GIVEN EXERCISE: Substitute "pin" for every "marker" in everything from the start of the lines down to the line containing "x=251, y=271", and output only that span with nothing else altered.

RECORDS SUPPLIED:
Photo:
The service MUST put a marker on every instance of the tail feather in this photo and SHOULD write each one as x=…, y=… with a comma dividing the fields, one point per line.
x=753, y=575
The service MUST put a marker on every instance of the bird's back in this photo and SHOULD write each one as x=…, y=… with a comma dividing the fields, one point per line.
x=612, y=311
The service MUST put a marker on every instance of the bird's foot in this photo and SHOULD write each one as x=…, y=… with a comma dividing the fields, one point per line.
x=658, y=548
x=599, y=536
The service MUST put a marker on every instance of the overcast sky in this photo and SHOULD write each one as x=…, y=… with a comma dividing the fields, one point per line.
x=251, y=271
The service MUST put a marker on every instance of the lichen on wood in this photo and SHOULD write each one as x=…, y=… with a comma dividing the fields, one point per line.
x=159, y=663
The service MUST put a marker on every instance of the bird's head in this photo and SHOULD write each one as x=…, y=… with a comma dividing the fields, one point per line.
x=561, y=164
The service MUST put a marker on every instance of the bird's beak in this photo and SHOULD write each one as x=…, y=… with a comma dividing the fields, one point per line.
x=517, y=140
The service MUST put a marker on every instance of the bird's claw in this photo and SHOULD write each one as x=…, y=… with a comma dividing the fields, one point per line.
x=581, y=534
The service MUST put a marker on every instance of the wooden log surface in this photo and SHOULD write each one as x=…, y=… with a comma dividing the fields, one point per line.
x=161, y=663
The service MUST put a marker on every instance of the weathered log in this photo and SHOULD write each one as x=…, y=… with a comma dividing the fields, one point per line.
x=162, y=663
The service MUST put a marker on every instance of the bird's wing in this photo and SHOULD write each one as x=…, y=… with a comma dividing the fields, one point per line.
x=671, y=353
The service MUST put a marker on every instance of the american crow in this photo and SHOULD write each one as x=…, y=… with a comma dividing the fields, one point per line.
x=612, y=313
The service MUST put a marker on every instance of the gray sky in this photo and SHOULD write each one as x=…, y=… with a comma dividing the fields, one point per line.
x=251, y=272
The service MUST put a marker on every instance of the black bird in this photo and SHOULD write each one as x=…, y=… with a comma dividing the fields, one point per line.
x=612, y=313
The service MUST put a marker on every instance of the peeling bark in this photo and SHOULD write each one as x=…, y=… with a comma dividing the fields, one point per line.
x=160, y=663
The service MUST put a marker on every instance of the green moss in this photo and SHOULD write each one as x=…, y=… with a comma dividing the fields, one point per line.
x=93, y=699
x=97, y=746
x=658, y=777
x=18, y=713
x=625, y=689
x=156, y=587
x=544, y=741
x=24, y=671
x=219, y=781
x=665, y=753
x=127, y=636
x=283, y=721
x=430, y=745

WRITTEN ANSWER:
Photo:
The service MUST put a pin on every instance of the tail feather in this photo and SHOULD write each one as x=…, y=… with a comma dividing the fields, one point per line.
x=753, y=575
The service MUST put a pin on every instance of the bird's back in this photo and SHOULD write each one as x=…, y=… with a comma dividing the fields, one point per line.
x=612, y=311
The service MUST put a pin on every instance of the bird's foot in this photo and SHOULD write each one as x=…, y=… with a comma dividing the fields, one point per line.
x=658, y=548
x=599, y=536
The service MUST put a pin on every instance of the overcast sky in this photo and SHOULD write each one as x=…, y=… with a comma dividing the fields, one point per line.
x=251, y=271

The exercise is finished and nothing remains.